### [What you need to do]
First find the line with "Target: dark suit jacket" in the entries below, then set down exactly every line through the line with "Target: man's eyeglasses", that line included.

════════════════════

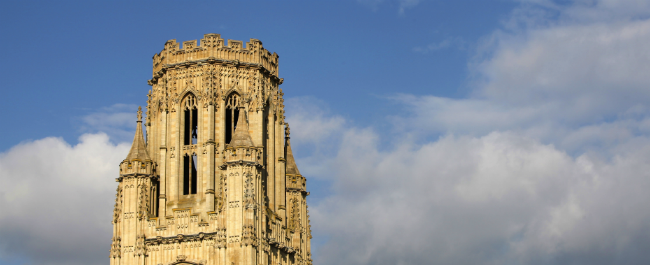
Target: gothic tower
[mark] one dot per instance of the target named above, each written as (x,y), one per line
(215,182)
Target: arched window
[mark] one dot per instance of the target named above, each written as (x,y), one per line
(232,113)
(190,135)
(190,120)
(189,174)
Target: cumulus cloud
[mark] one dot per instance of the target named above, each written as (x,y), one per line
(57,200)
(497,199)
(116,121)
(545,162)
(444,44)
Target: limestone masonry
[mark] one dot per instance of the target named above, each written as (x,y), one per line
(215,182)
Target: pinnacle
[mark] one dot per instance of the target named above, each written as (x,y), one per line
(241,136)
(138,149)
(292,168)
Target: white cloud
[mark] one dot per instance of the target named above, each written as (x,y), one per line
(444,44)
(546,162)
(118,121)
(56,200)
(497,199)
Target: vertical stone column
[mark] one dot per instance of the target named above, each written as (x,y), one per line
(272,159)
(280,190)
(162,205)
(176,172)
(209,206)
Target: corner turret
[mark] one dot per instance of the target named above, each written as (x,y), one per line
(138,161)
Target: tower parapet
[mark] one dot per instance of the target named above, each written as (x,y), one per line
(214,49)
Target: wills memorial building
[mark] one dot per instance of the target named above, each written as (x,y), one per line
(215,181)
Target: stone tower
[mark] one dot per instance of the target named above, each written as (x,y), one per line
(215,182)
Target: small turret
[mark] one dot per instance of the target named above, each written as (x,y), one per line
(138,160)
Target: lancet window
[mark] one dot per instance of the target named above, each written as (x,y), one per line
(189,174)
(233,103)
(190,120)
(190,136)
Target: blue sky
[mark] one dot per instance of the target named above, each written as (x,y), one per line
(431,132)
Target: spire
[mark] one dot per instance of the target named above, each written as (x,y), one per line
(241,136)
(292,168)
(138,149)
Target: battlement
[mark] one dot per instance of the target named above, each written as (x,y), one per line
(213,49)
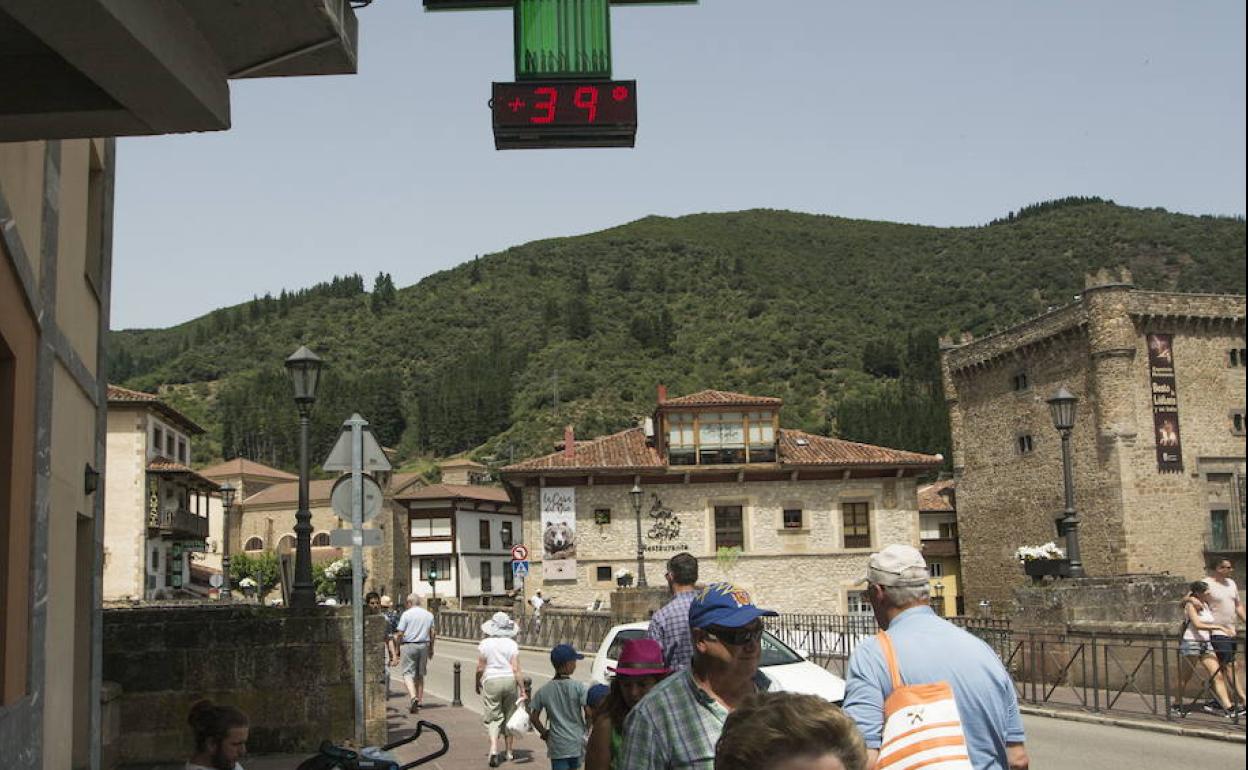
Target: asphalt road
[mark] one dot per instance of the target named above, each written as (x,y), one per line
(1052,743)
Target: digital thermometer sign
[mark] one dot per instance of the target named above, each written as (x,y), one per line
(564,114)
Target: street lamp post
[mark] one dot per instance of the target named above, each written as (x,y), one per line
(303,366)
(227,494)
(1061,407)
(635,497)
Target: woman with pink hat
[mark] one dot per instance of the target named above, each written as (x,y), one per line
(638,669)
(499,680)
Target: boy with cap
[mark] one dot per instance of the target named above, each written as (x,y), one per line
(563,699)
(930,649)
(678,723)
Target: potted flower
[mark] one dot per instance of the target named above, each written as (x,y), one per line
(340,572)
(1043,560)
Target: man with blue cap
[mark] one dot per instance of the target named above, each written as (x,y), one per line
(679,721)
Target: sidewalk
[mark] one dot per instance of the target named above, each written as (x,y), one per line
(464,731)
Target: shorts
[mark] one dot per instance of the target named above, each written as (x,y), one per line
(1193,648)
(1224,647)
(414,658)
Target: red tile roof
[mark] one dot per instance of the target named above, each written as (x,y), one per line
(119,397)
(241,466)
(471,492)
(162,464)
(623,451)
(628,451)
(720,398)
(937,497)
(801,448)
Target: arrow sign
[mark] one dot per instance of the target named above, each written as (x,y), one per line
(346,538)
(340,457)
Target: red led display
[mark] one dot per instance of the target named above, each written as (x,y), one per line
(564,114)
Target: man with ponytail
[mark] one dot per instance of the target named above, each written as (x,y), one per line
(220,736)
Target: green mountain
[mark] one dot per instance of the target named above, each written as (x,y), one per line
(840,317)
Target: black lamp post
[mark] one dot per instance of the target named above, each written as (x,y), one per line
(227,494)
(635,498)
(303,366)
(1061,407)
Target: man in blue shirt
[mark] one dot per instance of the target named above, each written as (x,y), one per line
(931,649)
(669,627)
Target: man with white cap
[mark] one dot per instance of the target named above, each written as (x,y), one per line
(930,649)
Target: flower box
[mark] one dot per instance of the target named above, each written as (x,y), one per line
(1038,569)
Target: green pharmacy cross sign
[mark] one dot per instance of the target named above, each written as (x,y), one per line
(563,95)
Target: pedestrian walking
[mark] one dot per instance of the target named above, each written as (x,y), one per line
(1227,609)
(1197,650)
(220,736)
(789,731)
(414,635)
(679,721)
(563,701)
(639,668)
(391,628)
(499,682)
(924,648)
(669,627)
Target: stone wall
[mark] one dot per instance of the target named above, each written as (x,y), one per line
(288,670)
(800,570)
(1135,518)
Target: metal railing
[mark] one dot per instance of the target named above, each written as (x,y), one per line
(1121,674)
(583,629)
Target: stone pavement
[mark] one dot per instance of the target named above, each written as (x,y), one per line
(464,730)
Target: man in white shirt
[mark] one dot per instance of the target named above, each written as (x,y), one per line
(414,637)
(1227,609)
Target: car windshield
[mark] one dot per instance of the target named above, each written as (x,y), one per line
(774,652)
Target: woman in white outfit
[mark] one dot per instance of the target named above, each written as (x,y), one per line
(499,680)
(1197,648)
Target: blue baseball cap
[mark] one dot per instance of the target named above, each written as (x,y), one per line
(563,653)
(725,605)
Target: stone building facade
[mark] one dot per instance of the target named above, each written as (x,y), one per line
(1142,511)
(790,516)
(266,522)
(157,508)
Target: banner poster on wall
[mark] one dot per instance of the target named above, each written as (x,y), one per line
(558,533)
(1165,399)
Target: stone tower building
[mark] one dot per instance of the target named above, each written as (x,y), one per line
(1158,444)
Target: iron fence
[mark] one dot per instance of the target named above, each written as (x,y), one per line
(583,629)
(1112,673)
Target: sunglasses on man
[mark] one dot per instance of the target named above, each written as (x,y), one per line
(735,637)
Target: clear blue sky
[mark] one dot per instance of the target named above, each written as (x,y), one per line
(944,114)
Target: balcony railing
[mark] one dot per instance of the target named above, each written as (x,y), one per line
(940,547)
(180,522)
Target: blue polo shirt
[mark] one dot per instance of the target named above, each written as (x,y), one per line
(932,649)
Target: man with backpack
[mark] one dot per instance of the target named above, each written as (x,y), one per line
(954,696)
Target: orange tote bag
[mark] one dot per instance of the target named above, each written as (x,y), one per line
(921,725)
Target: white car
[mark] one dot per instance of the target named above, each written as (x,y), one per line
(783,664)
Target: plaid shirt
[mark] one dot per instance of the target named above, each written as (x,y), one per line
(669,627)
(677,725)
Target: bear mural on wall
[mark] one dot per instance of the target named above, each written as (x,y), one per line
(559,540)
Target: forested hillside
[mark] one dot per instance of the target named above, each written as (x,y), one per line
(839,317)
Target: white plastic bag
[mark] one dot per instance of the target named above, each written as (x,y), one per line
(518,724)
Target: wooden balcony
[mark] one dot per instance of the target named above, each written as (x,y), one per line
(940,547)
(180,523)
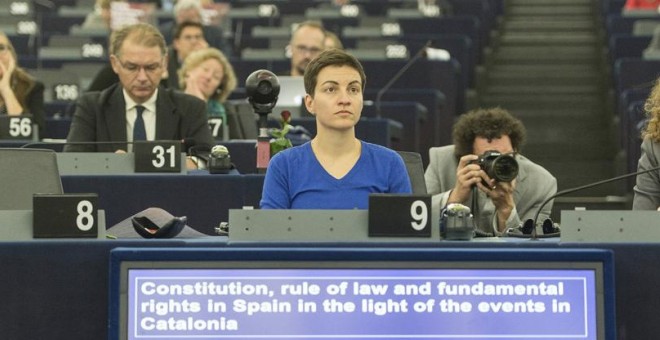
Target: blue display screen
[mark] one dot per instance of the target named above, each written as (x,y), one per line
(298,299)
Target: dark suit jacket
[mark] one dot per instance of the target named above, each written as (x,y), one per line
(101,117)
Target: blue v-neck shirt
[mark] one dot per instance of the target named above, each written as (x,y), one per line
(296,180)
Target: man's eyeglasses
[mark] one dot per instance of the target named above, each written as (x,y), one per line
(192,37)
(306,49)
(134,68)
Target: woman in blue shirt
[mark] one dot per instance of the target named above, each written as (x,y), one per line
(335,170)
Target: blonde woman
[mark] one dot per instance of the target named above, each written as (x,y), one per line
(20,93)
(647,187)
(208,75)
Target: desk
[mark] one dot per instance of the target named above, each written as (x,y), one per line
(204,199)
(59,289)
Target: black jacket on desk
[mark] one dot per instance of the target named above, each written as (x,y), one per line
(101,117)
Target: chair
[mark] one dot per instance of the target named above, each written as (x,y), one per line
(415,169)
(24,173)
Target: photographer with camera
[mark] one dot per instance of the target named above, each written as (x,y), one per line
(485,160)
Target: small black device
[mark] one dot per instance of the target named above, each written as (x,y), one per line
(498,166)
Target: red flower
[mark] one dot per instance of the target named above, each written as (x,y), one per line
(286,116)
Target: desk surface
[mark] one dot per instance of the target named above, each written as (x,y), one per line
(204,199)
(59,289)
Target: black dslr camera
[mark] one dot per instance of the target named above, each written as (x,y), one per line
(498,166)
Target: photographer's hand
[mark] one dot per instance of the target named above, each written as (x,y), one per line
(468,174)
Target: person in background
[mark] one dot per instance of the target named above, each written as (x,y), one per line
(332,41)
(191,10)
(188,37)
(137,108)
(307,41)
(100,18)
(647,186)
(454,170)
(20,93)
(208,75)
(335,170)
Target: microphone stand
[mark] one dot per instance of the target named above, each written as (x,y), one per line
(534,236)
(398,75)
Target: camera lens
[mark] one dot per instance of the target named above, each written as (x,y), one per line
(504,168)
(264,87)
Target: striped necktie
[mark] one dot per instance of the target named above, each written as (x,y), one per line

════════════════════

### [Response to the exercise]
Target: dark suit jacket
[mark] one dot per instance of the target named above, each written as (x,y), one per line
(101,117)
Target: blue v-neck shirt
[mark] one dot per instance of the target named above, each written as (x,y), one per line
(296,180)
Target: man's eyeglasses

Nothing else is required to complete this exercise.